◆ **Source passage**:
Question

Note: this is not a question but a tutorial on basic steps inolved in proving identities. I will upload an advanced one later

some technical problem and i am not able to upload the attachment.

Answer 1

Uploading an attachment.

Answer 2

Rules to Prove identities.

1) Convert every ratio into Sinθ and Cosθ

2) Take Lowest Common Multiple If fractions are still visible

3) Use sin^2 + Cos^2 =1 When needed

4) Use a^2 - b^2 = (a-b)(a+b)

5)Rationalize if none of the above work
e.g

1/5+x

it can be rationalized my multiplying and dividing it with its conjugate pair

1/5+x * 5-x/5-x

this will give 5-x/5^2 - x^2

6) then there is a special rule which involves directly using identities of
Cos^2 , Tan^2 and Sin^2

Answer 3

by*

Answer 4

tan^2(x) + 1 = sec^2(x)

◆ **Available data**:

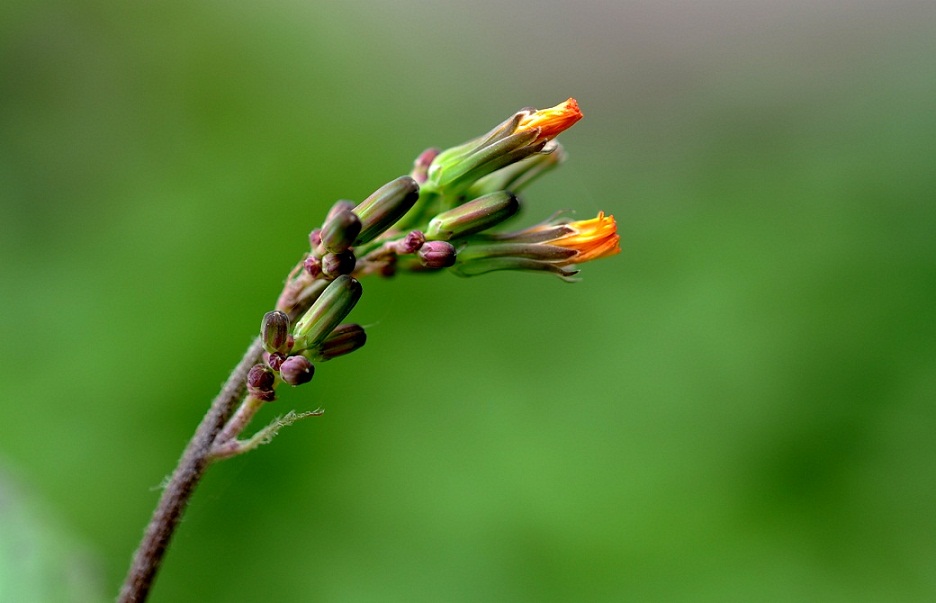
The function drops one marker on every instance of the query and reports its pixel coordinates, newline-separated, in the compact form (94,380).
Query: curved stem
(185,478)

◆ **Written exercise A**:
Answer these questions about the thread on proving identities:
(i) Under "Rules to Prove identities," which equation does rule 3 say to use when needed?
(ii) According to the note at the start of the thread, what will the poster upload later?
(iii) What identity does Answer 4 state?
◆ **Written exercise B**: Write a continuation of the thread on proving identities, starting after its last line.

◆ **Exercise output A**:
(i) sin^2 + Cos^2 = 1
(ii) An advanced tutorial on proving identities
(iii) tan^2(x) + 1 = sec^2(x)

◆ **Exercise output B**:
cot^2(x) + 1 = csc^2(x)

Answer 5

just a correction on terms..

\(\large \frac{1}{5 -x} \times \frac{5+x}{5+x}\) is not rationalization. this is multiplying by the conjugate. rationalization involves a square root.

But anyway...good work! ^_^

Answer 6

my bad and thanks for the correction

Answer 7

keep on sharing :)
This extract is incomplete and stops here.